Reading Wanna, J 2007, Improving Federalism: Drivers of Change, Repair Options and Reform Scenarios, The Australian Journal of Public Administration, vol. 66, no. 3, pp 275-279. Purpose The author aims to inform the readers of the impediments and declining condition of the current system of Australian Federalism, he provides evidence for the need to change and provides reforms on how to make governance work better to provide improved policy outcomes for the Australian community. Argument/Finding
The author emphasized the separate but often blurred responsibilities between the three levels of government. The mistrust, competition for policy space, and uncoordinated resources between the governments, as wasteful and damaging to the delivery of vital services – water, [climate change], infrastructure and [congestion] – climate change and congestion are not ‘vital services’ but problems to be addressed by the government. Need for greater clarity of government functions, roles and responsibilities was highlighted.
The need for the Commonwealth and the states to agree on the parameters of their separate roles in order to reduce the duplicate administrative structures that had arisen between the two governments. Federalism was in decline internationally due to markets becoming more national and global. Local or regional identity was diminishing due to technological advancements in communications and media. Renew review of micro-economic agendas and cooperation between Commonwealth and states in the rationalisation of regulations and uniformity of standards and regulations to resolve globalisation issues to a degree.
To ensure that the states either have the capacity to raise their own funds, or receive a sufficient share of overall tax revenue, to allow them to fulfil their responsibilities. The conclusion was a consensus that greater levels of trust would be needed to make federalism work better and provide enhanced policy outcomes for the Australian community. Evidence Abolishing Federalism or moving to a unitary Government is not the [answer to globalisation? ]. In fact there is growing evidence that Federalism is better in tackling globalisation issues. For example, governments around the world ave responded to the pressures of globalisation by introducing subsidiarity to obtain the economic advantages of globalisation, while at the same time decentralising power and conferring greater functions and responsibilities on sub-national states and regions. Agreements about shared responsibilities, enhancing central coordinating bodies like the COAG, joint ministerial councils will help enhance policy processes to produce better alignment of policies and administrative activities between the Commonwealth and the states. 276 276 Observations
The reading is a summary of comments, opinions and discussions that occurred during the roundtable forum attended by around 50 participants comprising of politicians, Commonwealth and state public servants and academics regarding the effectiveness of the current Australian federalism and how this affects government activities and policy agenda. The article was not used by the author to express his opinion. The author through the piece, based on the roundtable discussion, was able to impart to the readers that the issue was not between whether Australia remains federal or not.

— THINGS TO DO —
#1 According to the reading summary on Australian federalism, about how many participants attended the roundtable forum?
#2 Reproduce the reading summary on Australian federalism word for word, everything from "The need for" down to "to a degree.".
The data that comes next has no connection to the reading summary on Australian federalism.

— GIVEN DATA —
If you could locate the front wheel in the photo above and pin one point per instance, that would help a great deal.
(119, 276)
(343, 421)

— REPLIES —
#1 Around 50.

#2
The need for the Commonwealth and the states to agree on the parameters of their separate roles in order to reduce the duplicate administrative structures that had arisen between the two governments. Federalism was in decline internationally due to markets becoming more national and global. Local or regional identity was diminishing due to technological advancements in communications and media. Renew review of micro-economic agendas and cooperation between Commonwealth and states in the rationalisation of regulations and uniformity of standards and regulations to resolve globalisation issues to a degree.